- _TAREFAS_
(1) Responda a estas perguntas sobre o excerto:
(a) Segundo o recorrente, que princípio a Administração violaria se não ponderasse o juízo formulado pelo Tribunal?
(b) De acordo com o art.º 22.º do Regulamento Administrativo n.º 5/2003, por que prazo é em regra válida a autorização de residência?
(c) Segundo o art.º 9.º da Lei n.º 4/2003, quem pode conceder autorização de residência na RAEM?
(2) Reproduza do excerto, sem qualquer alteração, a parte que começa com as palavras "No que concerne" e termina com "a sua validade.".

- _EXCERTO_
'''
Ora, se o recorrente concordar com a prática judicial no sentido de não considerar muito importante a não transição da sentença condenatória, que pressupõe necessariamente, como se sabe, o prognose favorável quanto à inexistência do perigo de prática de novos crimes1, haverá alguma razão especial para atribuir a pertinência pretendida pelo recorrente ao referido juízo formulado pelo juiz do TJB para efeito da renovação da autorização de residência temporária do recorrente?
Por outro lado, também não é de acolher o argumento do recorrente que afirma que a Administração devia ter ponderado tal facto, em consonância com o juízo formulado pelo Tribunal, sob pena de violar o princípio da separação dos poderes, judiciais e administrativos.
No que concerne à renovação da autorização de residência, estipula o art.º 22.º do Regulamento Administrativo n.º 5/2003 o seguinte:
“1. A autorização de residência, com excepção da que é concedida nos termos do artigo 19.º, é em regra válida pelo prazo de 1 ano, e é renovada por períodos de 2 anos, a pedido do interessado ou seu representante, devendo o respectivo requerimento dar entrada até à data em que expira a sua validade.
2. A renovação da autorização depende da verificação dos pressupostos e requisitos previstos na lei de princípios e no presente regulamento.”
Ao mesmo tempo, dispõe o art.º 9.º da Lei n.º 4/2003 que:
“1. O Chefe do Executivo pode conceder autorização de residência na RAEM.
'''
- _AMOSTRA DOS DADOS_
'''
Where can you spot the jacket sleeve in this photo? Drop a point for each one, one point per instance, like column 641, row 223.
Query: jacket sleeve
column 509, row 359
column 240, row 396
'''
- _RESPOSTAS_
(1)
(a) O princípio da separação dos poderes, judiciais e administrativos.
(b) Pelo prazo de 1 ano.
(c) O Chefe do Executivo.

(2)
No que concerne à renovação da autorização de residência, estipula o art.º 22.º do Regulamento Administrativo n.º 5/2003 o seguinte:
“1. A autorização de residência, com excepção da que é concedida nos termos do artigo 19.º, é em regra válida pelo prazo de 1 ano, e é renovada por períodos de 2 anos, a pedido do interessado ou seu representante, devendo o respectivo requerimento dar entrada até à data em que expira a sua validade.